Supplied text:
The most incisive guide to issues facing the American family today . . . An invaluable resource for anyone wishing to stay on the cutting edge of research on family trends.

-W. Bradford Wilcox
Associate Professor of Sociology, University of Virginia 

Summer
2010

The 1950s Are Looking Better


Bryce J. Christensen and Robert W. Patterson


The evidence continues to show that even before the current recession, income inequality and insecurity have risen during the same time that the United States has experienced increased rates of divorce and single motherhood, the loss of the family wage, and increased numbers of families with two college-educated wage earners. Three studies representing different academic disciplines quantify the altered economic landscape.

From the economic guild comes a study by Mark W. Frank of Sam Houston State University that reveals, using panel data from 1945 to 2004, how inequality measures rose substantially in America during the 1980s and 1990s. Confirming previous studies that aggregate trends in inequality, Frank uses state-level income data from the Internal Revenue Service to document a “prolonged period of stability” from World War Two to 1980. During those years, the yearly trend in the share of income earned by the top 10 percent in the vast majority of the 48 continental states, while reaching a low of 28 percent in 1953, remained about 30 to 31 percent. But in the early 1980s, that share started to rise, reaching 43 percent in 2000.

Frank’s study also reveals a “long-run” positive relationship between the income inequality he charts and economic growth, growth he claims is “driven primarily by income concentration within the upper end of the income distribution.” The economist doesn’t mention this, but the increase of the percentage of U.S. married households with two college-educated professionals in the workforce may very well be related to the skewing of income tables.

A second study, by public policy scholars affiliated with the liberal Center for American Progress, quantifies not inequality but growing middle-class economic insecurity in the current decade. Measuring the declining ability of American households to weather a financial crisis, Christian E. Weller and Amanda M. Logan use data from the Federal Reserve’s Survey of Consumer Finances and the Bureau of Labor Statistics that reveal that the percentage of families with three months’ worth of income in financial reserves dropped from 39 percent in 2000 to 29 percent in 2007 and the percentage of families that can cover a spell of unemployment dropped from 51 percent to 44 percent during the same period. Adding data from the Agency for Healthcare Research and Quality, the researchers found that the percentage of families that can cover a medical emergency (meaning being admitted to a hospital after an emergence-room visit) fell from 44 percent to 34 percent. They note that their findings of growing insecurity predate the recession of 2008.

Unlike the first two studies, a study by sociologists at Harvard University looks specifically at the impact of economic changes on families with children. These researchers, using data from the March Current Population Survey of the U.S. Census Bureau, claim the income variance of families with children increased by two-thirds between 1975 and 2005, with the greatest boost in that variance occurring by the mid-1990s. They also find that “inequality among families with children increased more than both inequality among all families and men’s hourly wages.”

Also unlike the other studies, the Harvard team looks for explanations. The authors claim the culprit is not rising single parenthood or educational disparities but rising “within group” inequality arising from shifts in the labor market that have fostered growth in the “residual variance” in wages spread across the board. Their data, for example, clearly show similar rises in the variance of income within high-school graduates as a group and within college graduates as a group. Moreover, the data show that all three groups based on family type—single parents, married parents with two incomes, and married parents with one income—experienced increases in the variance of income. However, the data also show that the married-parent family with an at-home mother has, since the mid-1980s, consistently experienced higher rates of within-group income variance than the two-income family and, except for the years 1989–2004, the employed single mother.

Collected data
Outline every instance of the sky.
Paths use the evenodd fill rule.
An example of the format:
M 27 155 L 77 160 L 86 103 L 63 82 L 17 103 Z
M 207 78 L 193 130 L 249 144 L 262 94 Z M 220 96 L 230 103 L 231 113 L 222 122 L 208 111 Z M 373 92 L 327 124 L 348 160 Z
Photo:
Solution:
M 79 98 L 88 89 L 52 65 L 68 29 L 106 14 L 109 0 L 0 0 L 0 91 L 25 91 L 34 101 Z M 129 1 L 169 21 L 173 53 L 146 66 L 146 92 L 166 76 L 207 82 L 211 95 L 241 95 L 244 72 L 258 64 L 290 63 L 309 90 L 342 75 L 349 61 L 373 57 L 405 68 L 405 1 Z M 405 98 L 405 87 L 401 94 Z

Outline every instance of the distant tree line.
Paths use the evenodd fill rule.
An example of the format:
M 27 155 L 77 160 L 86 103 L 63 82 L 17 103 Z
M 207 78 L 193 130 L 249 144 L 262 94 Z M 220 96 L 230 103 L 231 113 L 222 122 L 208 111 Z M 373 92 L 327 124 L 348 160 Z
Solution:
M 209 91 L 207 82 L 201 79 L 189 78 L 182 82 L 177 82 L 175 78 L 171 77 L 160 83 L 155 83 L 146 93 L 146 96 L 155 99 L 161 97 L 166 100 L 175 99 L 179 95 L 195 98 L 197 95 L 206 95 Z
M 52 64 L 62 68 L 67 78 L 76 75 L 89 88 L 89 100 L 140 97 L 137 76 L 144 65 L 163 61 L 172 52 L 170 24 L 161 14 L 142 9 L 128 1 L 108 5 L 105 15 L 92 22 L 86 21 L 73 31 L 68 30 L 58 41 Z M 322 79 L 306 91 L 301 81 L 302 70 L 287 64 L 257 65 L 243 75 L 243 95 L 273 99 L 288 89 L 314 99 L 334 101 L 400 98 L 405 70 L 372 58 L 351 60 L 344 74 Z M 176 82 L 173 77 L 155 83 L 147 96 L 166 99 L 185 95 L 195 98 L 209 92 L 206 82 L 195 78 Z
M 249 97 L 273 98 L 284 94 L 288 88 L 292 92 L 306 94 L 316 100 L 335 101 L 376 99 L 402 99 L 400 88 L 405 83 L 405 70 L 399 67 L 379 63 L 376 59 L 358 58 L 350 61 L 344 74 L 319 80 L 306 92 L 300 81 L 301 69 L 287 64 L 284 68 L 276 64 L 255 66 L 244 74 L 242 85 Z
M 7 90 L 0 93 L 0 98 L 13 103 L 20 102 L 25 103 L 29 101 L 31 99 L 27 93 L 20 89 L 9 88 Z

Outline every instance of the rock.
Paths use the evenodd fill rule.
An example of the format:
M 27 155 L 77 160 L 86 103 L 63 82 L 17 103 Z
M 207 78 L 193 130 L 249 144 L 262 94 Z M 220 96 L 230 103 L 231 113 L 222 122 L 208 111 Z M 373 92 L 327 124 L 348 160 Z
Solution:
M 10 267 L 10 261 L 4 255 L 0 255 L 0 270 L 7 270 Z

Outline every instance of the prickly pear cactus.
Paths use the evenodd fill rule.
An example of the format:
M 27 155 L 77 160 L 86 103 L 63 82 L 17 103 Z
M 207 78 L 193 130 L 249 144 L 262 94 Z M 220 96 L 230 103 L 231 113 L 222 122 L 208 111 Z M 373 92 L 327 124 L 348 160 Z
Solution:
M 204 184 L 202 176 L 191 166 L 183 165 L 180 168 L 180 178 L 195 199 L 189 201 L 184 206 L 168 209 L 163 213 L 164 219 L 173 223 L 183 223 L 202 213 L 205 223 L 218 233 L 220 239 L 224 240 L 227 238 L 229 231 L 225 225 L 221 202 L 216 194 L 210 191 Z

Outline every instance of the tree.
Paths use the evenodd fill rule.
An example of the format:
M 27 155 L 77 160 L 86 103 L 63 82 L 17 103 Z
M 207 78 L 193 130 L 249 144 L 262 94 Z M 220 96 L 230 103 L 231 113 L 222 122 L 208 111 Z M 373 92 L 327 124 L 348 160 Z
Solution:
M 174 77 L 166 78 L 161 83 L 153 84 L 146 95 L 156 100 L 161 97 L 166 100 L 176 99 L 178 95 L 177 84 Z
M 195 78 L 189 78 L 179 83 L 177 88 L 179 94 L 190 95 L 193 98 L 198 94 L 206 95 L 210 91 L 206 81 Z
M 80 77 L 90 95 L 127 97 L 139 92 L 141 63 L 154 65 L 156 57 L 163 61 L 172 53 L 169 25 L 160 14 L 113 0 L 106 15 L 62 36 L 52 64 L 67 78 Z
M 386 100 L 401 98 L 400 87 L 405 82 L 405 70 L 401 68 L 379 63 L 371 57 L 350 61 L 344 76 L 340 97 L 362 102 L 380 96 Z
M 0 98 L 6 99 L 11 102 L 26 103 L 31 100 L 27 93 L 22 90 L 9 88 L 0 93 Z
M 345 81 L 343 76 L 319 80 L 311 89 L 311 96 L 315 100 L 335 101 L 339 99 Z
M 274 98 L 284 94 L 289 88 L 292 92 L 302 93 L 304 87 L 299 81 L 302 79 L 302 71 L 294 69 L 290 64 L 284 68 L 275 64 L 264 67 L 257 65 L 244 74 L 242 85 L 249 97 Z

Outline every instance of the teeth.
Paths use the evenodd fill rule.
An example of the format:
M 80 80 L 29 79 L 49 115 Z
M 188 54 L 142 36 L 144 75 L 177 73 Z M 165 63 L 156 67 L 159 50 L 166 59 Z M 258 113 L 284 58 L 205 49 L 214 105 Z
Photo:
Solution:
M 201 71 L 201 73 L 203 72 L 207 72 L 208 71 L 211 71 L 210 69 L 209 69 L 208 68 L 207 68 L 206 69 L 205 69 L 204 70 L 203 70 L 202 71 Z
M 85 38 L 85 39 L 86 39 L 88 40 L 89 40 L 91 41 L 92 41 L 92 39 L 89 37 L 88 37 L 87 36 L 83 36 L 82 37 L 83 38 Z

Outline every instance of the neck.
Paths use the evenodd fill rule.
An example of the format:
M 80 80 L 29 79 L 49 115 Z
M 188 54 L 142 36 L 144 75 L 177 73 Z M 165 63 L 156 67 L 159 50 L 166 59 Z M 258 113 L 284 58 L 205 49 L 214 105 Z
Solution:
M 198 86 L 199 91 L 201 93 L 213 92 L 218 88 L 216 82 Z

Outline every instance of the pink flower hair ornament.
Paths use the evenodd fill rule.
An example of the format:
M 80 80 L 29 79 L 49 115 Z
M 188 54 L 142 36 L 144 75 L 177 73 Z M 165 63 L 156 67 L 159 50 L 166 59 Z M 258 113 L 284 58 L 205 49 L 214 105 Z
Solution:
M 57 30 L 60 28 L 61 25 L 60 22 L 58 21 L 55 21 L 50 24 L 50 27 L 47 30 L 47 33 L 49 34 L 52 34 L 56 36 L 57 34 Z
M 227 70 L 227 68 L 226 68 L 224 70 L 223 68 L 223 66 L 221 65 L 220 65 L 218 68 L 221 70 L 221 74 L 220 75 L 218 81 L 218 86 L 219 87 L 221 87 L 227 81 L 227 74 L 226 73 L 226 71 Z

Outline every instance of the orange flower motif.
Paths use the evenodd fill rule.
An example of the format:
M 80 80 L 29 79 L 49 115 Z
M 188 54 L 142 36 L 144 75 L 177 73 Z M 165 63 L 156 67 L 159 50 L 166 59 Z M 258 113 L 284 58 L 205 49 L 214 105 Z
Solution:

Parts of the exercise:
(1) Transcribe the part of the article on income inequality between "The 1950s Are" and "altered economic landscape.", inclusive.
(2) According to the article on income inequality, what share of income did the top 10 percent earn in 2000?
The collected data stand apart from the article on income inequality and serve as separate material.

Exercise answers:
(1)
The 1950s Are Looking Better


Bryce J. Christensen and Robert W. Patterson


The evidence continues to show that even before the current recession, income inequality and insecurity have risen during the same time that the United States has experienced increased rates of divorce and single motherhood, the loss of the family wage, and increased numbers of families with two college-educated wage earners. Three studies representing different academic disciplines quantify the altered economic landscape.

(2) 43 percent